Using the entries below, output exactly the line containing "trace the outline of every instance of the wall" and all lines that follow it to the end.

** Start Supplied entries **

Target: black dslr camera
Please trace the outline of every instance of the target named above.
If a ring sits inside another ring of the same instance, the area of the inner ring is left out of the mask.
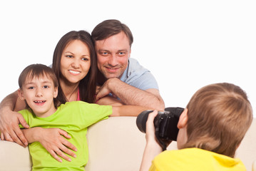
[[[166,149],[165,142],[177,140],[179,131],[177,125],[183,110],[184,108],[166,108],[164,112],[158,112],[155,118],[155,137],[163,150]],[[145,110],[137,117],[137,127],[142,133],[145,133],[145,123],[151,112],[153,110]]]

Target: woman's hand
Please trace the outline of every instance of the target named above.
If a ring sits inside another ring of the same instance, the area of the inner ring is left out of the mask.
[[[19,123],[26,128],[29,128],[21,114],[11,110],[1,110],[1,140],[15,142],[24,147],[27,146],[28,141],[19,127]]]
[[[56,160],[61,162],[62,160],[59,157],[67,161],[71,161],[71,159],[66,154],[73,157],[76,157],[73,151],[77,151],[77,149],[65,138],[71,138],[71,136],[66,131],[59,128],[41,128],[26,129],[24,131],[32,129],[34,129],[33,136],[31,135],[31,132],[25,133],[29,143],[36,141],[39,142]],[[27,135],[29,135],[30,138]]]

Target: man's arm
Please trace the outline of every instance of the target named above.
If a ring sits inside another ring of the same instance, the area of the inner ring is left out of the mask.
[[[140,105],[113,106],[111,116],[138,116],[146,110],[150,109]]]
[[[97,103],[98,105],[112,105],[112,106],[118,106],[123,105],[121,100],[118,100],[115,98],[110,97],[108,95],[98,99],[96,103]]]
[[[143,90],[116,78],[107,80],[98,91],[96,99],[104,97],[111,93],[118,96],[123,103],[131,105],[140,105],[145,108],[163,110],[164,102],[157,89]]]
[[[71,159],[66,154],[73,157],[76,157],[76,154],[71,150],[77,151],[76,147],[63,138],[69,139],[71,137],[61,129],[35,127],[29,129],[22,129],[21,130],[29,143],[39,142],[60,162],[62,160],[59,156],[67,161],[71,161]]]
[[[14,112],[24,109],[25,103],[19,100],[18,93],[7,95],[0,103],[0,132],[1,139],[14,141],[22,146],[26,146],[28,142],[19,127],[21,124],[24,128],[29,126],[26,123],[21,114]]]

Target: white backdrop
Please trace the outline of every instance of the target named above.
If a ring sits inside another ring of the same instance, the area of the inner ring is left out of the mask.
[[[0,100],[18,88],[26,66],[51,63],[66,33],[91,33],[116,19],[131,29],[131,57],[152,71],[166,107],[185,107],[202,86],[229,82],[256,111],[255,1],[9,0],[0,9]]]

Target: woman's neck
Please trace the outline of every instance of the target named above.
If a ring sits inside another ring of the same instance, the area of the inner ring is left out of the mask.
[[[77,95],[79,83],[68,84],[67,83],[61,80],[60,84],[67,100],[76,101],[78,98]]]

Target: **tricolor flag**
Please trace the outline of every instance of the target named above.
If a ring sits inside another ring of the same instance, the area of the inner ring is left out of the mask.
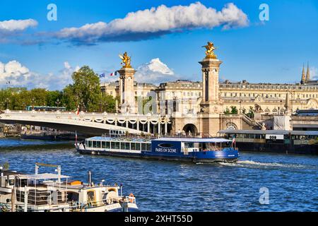
[[[79,115],[79,106],[77,107],[76,114]]]
[[[114,71],[113,73],[110,73],[111,76],[116,76],[117,75],[117,71]]]

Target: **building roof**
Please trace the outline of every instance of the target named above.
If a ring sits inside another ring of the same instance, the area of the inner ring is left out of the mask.
[[[288,130],[220,130],[218,133],[223,134],[273,134],[273,135],[300,135],[300,136],[318,136],[315,131],[288,131]]]

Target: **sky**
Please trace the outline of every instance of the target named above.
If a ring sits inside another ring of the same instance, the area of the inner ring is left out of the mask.
[[[315,0],[0,0],[0,88],[61,90],[83,65],[114,81],[126,51],[139,82],[201,81],[208,41],[222,80],[294,83],[318,76],[317,37]]]

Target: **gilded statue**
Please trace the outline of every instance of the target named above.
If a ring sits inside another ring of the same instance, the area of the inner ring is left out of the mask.
[[[128,54],[126,52],[124,54],[124,55],[119,54],[119,58],[122,60],[122,62],[120,64],[124,65],[124,68],[131,68],[130,65],[131,57],[128,56]]]
[[[205,47],[206,49],[206,58],[207,58],[207,59],[208,59],[208,58],[216,59],[217,58],[216,55],[213,52],[213,51],[216,50],[216,48],[214,47],[214,44],[213,42],[208,42],[208,44],[203,46],[202,47]]]

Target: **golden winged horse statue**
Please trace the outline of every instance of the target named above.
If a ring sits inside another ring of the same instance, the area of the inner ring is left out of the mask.
[[[208,44],[203,46],[202,47],[205,47],[206,49],[206,58],[213,58],[216,59],[217,56],[214,54],[213,51],[216,49],[216,48],[214,47],[214,44],[211,42],[208,42]]]
[[[124,54],[124,55],[119,54],[119,58],[122,60],[121,63],[122,65],[124,65],[124,68],[131,68],[130,65],[131,57],[128,56],[128,54],[126,52]]]

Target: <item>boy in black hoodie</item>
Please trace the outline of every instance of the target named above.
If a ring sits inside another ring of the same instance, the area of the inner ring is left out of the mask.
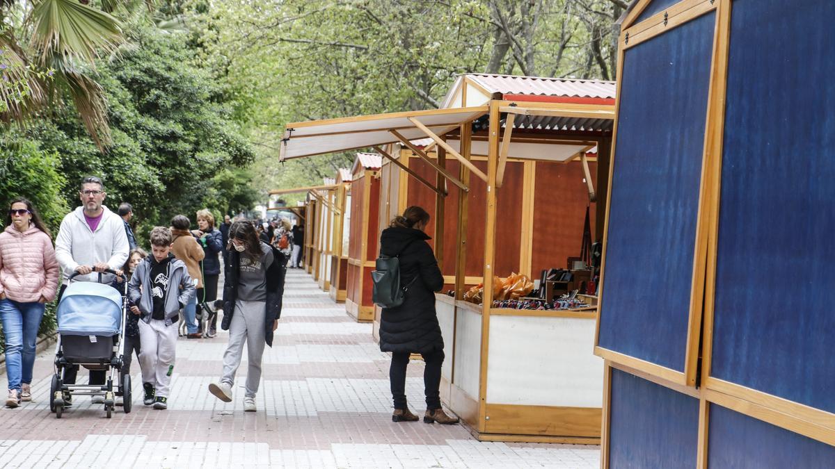
[[[167,409],[177,345],[177,320],[195,295],[195,285],[185,263],[170,254],[171,230],[151,230],[153,255],[139,265],[128,284],[131,312],[139,321],[139,366],[145,406]],[[139,288],[141,286],[141,289]]]

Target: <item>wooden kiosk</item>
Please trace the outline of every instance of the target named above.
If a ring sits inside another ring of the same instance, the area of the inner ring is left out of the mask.
[[[536,84],[527,94],[498,88],[518,81]],[[364,145],[397,166],[384,165],[393,174],[382,176],[381,193],[388,205],[380,210],[381,221],[394,206],[400,209],[403,198],[410,204],[436,202],[433,218],[443,223],[433,227],[435,250],[444,272],[453,274],[450,286],[458,295],[438,296],[447,356],[442,398],[479,439],[599,441],[603,361],[592,353],[596,314],[494,309],[490,294],[493,275],[559,267],[579,254],[590,185],[595,182],[595,162],[586,153],[599,145],[601,154],[608,154],[614,88],[612,83],[466,75],[443,109],[288,125],[293,131],[282,147],[286,158],[303,156],[311,148],[325,152]],[[543,88],[548,91],[539,93]],[[326,136],[329,132],[339,133],[340,139]],[[421,163],[412,164],[412,155],[402,151],[392,154],[397,149],[386,145],[392,137]],[[432,141],[421,147],[412,143],[418,137]],[[427,154],[430,147],[436,147],[435,158]],[[411,179],[402,189],[397,181],[406,174]],[[598,186],[597,194],[605,192]],[[392,202],[395,193],[398,199]],[[352,201],[357,207],[356,196]],[[455,240],[444,246],[448,226],[456,227]],[[483,304],[461,300],[464,287],[483,279],[488,292]]]
[[[604,467],[832,466],[835,85],[807,73],[835,71],[832,18],[823,0],[627,12]]]
[[[360,322],[372,319],[371,271],[377,259],[377,204],[380,193],[380,155],[358,153],[352,168],[347,300],[345,309]]]
[[[270,195],[307,193],[303,206],[282,207],[282,209],[293,212],[299,218],[299,222],[305,224],[305,245],[303,246],[305,250],[305,270],[308,274],[313,275],[314,280],[318,280],[320,277],[320,268],[321,267],[321,250],[322,246],[321,236],[322,236],[321,233],[323,232],[321,224],[323,221],[327,221],[327,219],[325,219],[321,215],[321,213],[324,211],[323,209],[326,209],[326,206],[323,204],[325,196],[322,194],[326,194],[337,189],[334,179],[326,178],[324,182],[323,185],[282,189],[271,190],[269,193]],[[332,205],[331,206],[332,207]]]

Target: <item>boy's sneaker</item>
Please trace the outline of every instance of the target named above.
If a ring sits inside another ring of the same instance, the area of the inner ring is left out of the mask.
[[[20,391],[16,389],[8,390],[8,399],[6,400],[6,406],[13,409],[20,405]]]
[[[224,402],[232,401],[232,385],[229,383],[211,383],[209,385],[209,392]]]
[[[150,406],[154,403],[154,396],[156,394],[154,390],[154,385],[151,383],[143,383],[142,389],[145,391],[145,396],[142,398],[142,403],[145,406]]]
[[[29,385],[23,383],[20,386],[20,400],[23,402],[31,402],[32,389],[29,387]]]

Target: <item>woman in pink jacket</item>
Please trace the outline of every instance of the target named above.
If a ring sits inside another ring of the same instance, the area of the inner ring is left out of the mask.
[[[0,319],[6,340],[8,407],[31,401],[35,340],[47,301],[58,290],[58,261],[49,230],[32,203],[18,197],[0,233]]]

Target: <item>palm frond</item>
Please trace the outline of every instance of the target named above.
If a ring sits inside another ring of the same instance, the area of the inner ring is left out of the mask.
[[[11,32],[0,34],[0,119],[23,122],[47,102],[41,78]]]
[[[53,96],[59,89],[69,93],[90,139],[104,152],[111,143],[104,90],[71,59],[53,56],[50,63],[55,70]]]
[[[75,0],[38,0],[29,21],[32,43],[44,63],[55,55],[92,63],[124,41],[119,20]]]

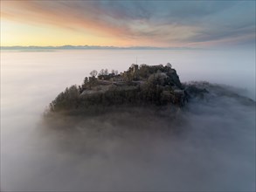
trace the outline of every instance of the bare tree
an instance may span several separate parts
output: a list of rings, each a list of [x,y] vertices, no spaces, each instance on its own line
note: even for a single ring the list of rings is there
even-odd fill
[[[95,77],[96,75],[98,74],[98,72],[96,70],[93,70],[91,72],[90,72],[90,75],[92,77]]]
[[[171,68],[171,64],[170,64],[170,63],[167,63],[167,64],[166,64],[166,66]]]
[[[101,69],[99,72],[99,75],[104,75],[104,69]]]
[[[108,75],[108,70],[107,69],[104,70],[104,75]]]

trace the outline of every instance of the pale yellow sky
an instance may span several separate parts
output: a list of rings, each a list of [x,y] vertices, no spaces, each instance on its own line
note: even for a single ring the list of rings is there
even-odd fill
[[[1,46],[255,42],[255,2],[1,1]]]

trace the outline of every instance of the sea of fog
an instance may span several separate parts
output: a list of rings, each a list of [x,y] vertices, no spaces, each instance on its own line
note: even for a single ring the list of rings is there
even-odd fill
[[[255,105],[236,98],[191,102],[172,120],[123,112],[58,120],[74,132],[45,127],[45,109],[66,86],[136,58],[255,100],[253,50],[2,51],[1,190],[254,191]]]

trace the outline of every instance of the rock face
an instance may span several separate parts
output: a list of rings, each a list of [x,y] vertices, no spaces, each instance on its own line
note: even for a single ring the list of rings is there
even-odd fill
[[[103,72],[100,78],[86,78],[81,86],[66,88],[50,104],[50,111],[92,112],[115,106],[183,106],[190,97],[207,93],[182,85],[170,65],[132,65],[120,74]]]

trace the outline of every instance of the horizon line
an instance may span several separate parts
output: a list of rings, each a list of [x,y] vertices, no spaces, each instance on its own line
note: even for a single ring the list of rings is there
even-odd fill
[[[25,50],[35,50],[35,49],[44,49],[44,50],[96,50],[96,49],[114,49],[114,50],[198,50],[203,48],[197,47],[158,47],[158,46],[114,46],[114,45],[48,45],[48,46],[38,46],[38,45],[11,45],[11,46],[0,46],[1,50],[19,50],[19,49],[25,49]],[[204,48],[205,49],[205,48]]]

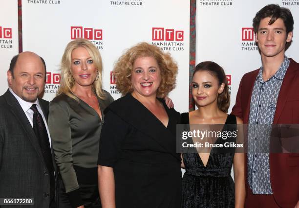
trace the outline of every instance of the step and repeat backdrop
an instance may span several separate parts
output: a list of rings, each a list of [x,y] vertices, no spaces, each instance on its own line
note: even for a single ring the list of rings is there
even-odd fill
[[[196,63],[213,61],[227,74],[234,106],[241,78],[261,66],[252,20],[267,4],[288,8],[294,20],[293,42],[286,52],[299,62],[299,0],[197,0]]]
[[[104,88],[115,99],[121,96],[111,72],[115,62],[126,49],[145,41],[171,53],[178,63],[176,88],[169,95],[178,111],[188,111],[189,0],[0,0],[1,94],[7,89],[10,60],[19,51],[18,1],[22,51],[38,53],[47,65],[46,100],[51,100],[59,87],[61,58],[72,40],[85,38],[98,48]],[[294,37],[286,54],[299,61],[299,0],[196,0],[195,63],[213,61],[224,69],[231,93],[229,111],[242,76],[261,65],[252,19],[270,3],[292,12]]]
[[[17,6],[17,0],[1,0],[1,9],[10,10],[8,3]],[[47,69],[43,98],[50,101],[59,87],[60,62],[67,44],[77,38],[89,40],[99,49],[103,62],[103,88],[114,99],[121,94],[112,71],[113,65],[126,49],[146,42],[161,47],[177,62],[179,71],[176,88],[169,96],[178,111],[186,111],[189,103],[189,0],[21,0],[22,50],[43,57]],[[11,10],[8,14],[14,12]],[[1,19],[1,24],[17,24],[16,15]],[[2,15],[2,14],[1,14]],[[6,21],[7,20],[7,21]],[[8,21],[9,20],[9,21]],[[15,30],[17,31],[17,24]],[[10,27],[12,26],[10,26]],[[17,36],[15,41],[17,46]],[[6,71],[13,55],[1,48]],[[2,65],[1,65],[2,66]],[[7,83],[1,85],[1,92]]]

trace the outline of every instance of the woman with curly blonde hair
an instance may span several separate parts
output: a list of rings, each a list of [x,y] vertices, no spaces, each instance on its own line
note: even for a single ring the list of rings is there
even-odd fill
[[[99,50],[82,39],[67,44],[60,88],[50,103],[48,126],[60,171],[59,207],[101,208],[97,173],[103,111],[113,99],[102,89]]]
[[[180,207],[180,114],[160,98],[174,88],[177,70],[169,54],[146,43],[116,63],[117,87],[124,96],[104,112],[98,161],[103,208]]]

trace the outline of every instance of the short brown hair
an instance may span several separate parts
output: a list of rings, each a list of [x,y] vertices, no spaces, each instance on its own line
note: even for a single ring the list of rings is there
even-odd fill
[[[269,24],[272,24],[280,18],[284,23],[287,34],[293,32],[294,19],[292,13],[287,8],[280,7],[278,4],[269,4],[258,11],[253,20],[253,26],[255,32],[257,32],[260,21],[266,17],[271,17]]]
[[[230,107],[230,97],[226,75],[223,69],[217,64],[213,61],[204,61],[197,64],[193,73],[192,78],[197,71],[207,71],[218,79],[220,86],[224,83],[223,91],[218,95],[217,105],[218,108],[224,113],[227,113]]]
[[[165,53],[157,46],[147,43],[140,43],[128,49],[116,63],[113,73],[117,88],[123,95],[133,92],[131,75],[134,62],[137,58],[145,57],[153,57],[158,63],[161,80],[157,96],[164,97],[175,87],[177,65],[169,53]]]

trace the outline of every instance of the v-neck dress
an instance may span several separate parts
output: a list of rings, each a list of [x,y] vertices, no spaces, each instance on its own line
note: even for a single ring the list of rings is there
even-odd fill
[[[104,110],[114,100],[104,91],[98,97]],[[96,111],[83,100],[61,94],[50,103],[48,125],[59,167],[60,208],[100,208],[97,159],[103,122]]]
[[[182,114],[181,117],[182,123],[189,123],[189,113]],[[228,115],[225,124],[236,124],[235,116]],[[235,129],[231,129],[232,127]],[[236,125],[230,128],[235,131]],[[216,142],[224,141],[218,138]],[[212,148],[206,166],[198,154],[182,154],[186,169],[182,180],[182,208],[235,208],[235,184],[231,176],[235,154],[234,151],[216,151]]]
[[[105,111],[98,163],[112,167],[116,208],[178,208],[181,158],[176,153],[180,114],[160,100],[165,126],[130,93]]]

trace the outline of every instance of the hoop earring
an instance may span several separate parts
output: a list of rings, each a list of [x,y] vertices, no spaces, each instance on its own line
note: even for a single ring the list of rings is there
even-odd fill
[[[97,71],[97,77],[96,77],[96,79],[95,79],[94,81],[96,82],[99,79],[99,71]]]

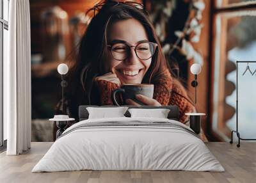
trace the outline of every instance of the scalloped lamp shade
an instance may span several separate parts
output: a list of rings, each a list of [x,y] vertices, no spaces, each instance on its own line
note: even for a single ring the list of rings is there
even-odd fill
[[[65,75],[68,71],[68,67],[65,63],[61,63],[58,66],[58,72],[60,74]]]
[[[190,67],[190,72],[195,75],[201,72],[201,65],[198,63],[194,63]]]

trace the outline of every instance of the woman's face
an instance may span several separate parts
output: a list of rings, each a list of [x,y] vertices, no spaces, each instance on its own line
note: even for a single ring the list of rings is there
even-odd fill
[[[142,24],[134,19],[120,20],[111,25],[108,30],[108,43],[124,42],[132,46],[138,42],[148,40]],[[131,48],[129,56],[124,61],[114,59],[109,49],[108,72],[115,73],[121,84],[139,84],[151,64],[151,58],[141,60],[135,53],[134,47]]]

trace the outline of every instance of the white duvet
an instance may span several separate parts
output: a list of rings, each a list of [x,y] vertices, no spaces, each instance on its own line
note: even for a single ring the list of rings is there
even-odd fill
[[[168,122],[174,127],[114,125],[77,128],[88,123],[132,123],[134,121]],[[224,171],[204,142],[188,131],[192,130],[179,122],[163,118],[124,117],[81,121],[63,132],[32,172],[81,170]]]

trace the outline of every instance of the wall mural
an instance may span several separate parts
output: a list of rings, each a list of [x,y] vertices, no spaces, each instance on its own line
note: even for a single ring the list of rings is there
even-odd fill
[[[54,133],[50,130],[52,125],[45,121],[53,116],[56,104],[61,98],[60,77],[57,67],[73,56],[70,52],[76,53],[77,43],[91,19],[85,15],[84,10],[92,6],[87,4],[84,8],[74,3],[73,8],[76,7],[78,10],[74,12],[74,9],[68,9],[61,3],[52,3],[52,6],[46,8],[45,6],[40,8],[36,3],[31,3],[32,128],[34,129],[32,141],[49,141]],[[69,3],[71,7],[72,3]],[[189,74],[188,61],[193,60],[195,63],[204,64],[200,54],[193,46],[193,43],[200,41],[204,26],[200,22],[205,8],[204,1],[145,1],[145,6],[149,12],[172,71],[182,79],[186,86]],[[38,32],[41,33],[40,36]],[[45,135],[47,133],[49,135]]]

** End Supplied entries **

_Final result_.
trace the outline of every instance of the wall mural
an instance may span several separate parts
output: a list of rings, each a list of [x,y] vertices, no spaces, each instance on its own line
note: even for a single ring the list of rings is there
even-odd fill
[[[54,133],[50,130],[52,125],[45,121],[53,116],[56,104],[61,98],[60,77],[57,67],[73,56],[70,52],[76,53],[77,43],[91,19],[85,15],[84,10],[92,6],[87,4],[84,8],[74,3],[73,8],[76,7],[78,10],[74,12],[74,9],[68,9],[61,3],[52,3],[52,6],[46,8],[45,6],[40,8],[36,3],[31,3],[32,128],[34,129],[32,141],[49,141]],[[69,3],[71,7],[72,3]],[[189,74],[188,61],[193,60],[195,63],[204,64],[200,54],[193,46],[193,43],[200,41],[204,26],[200,22],[205,8],[204,1],[145,1],[145,6],[149,12],[172,71],[182,79],[186,86]],[[38,32],[41,33],[40,36]],[[45,135],[47,133],[49,135]]]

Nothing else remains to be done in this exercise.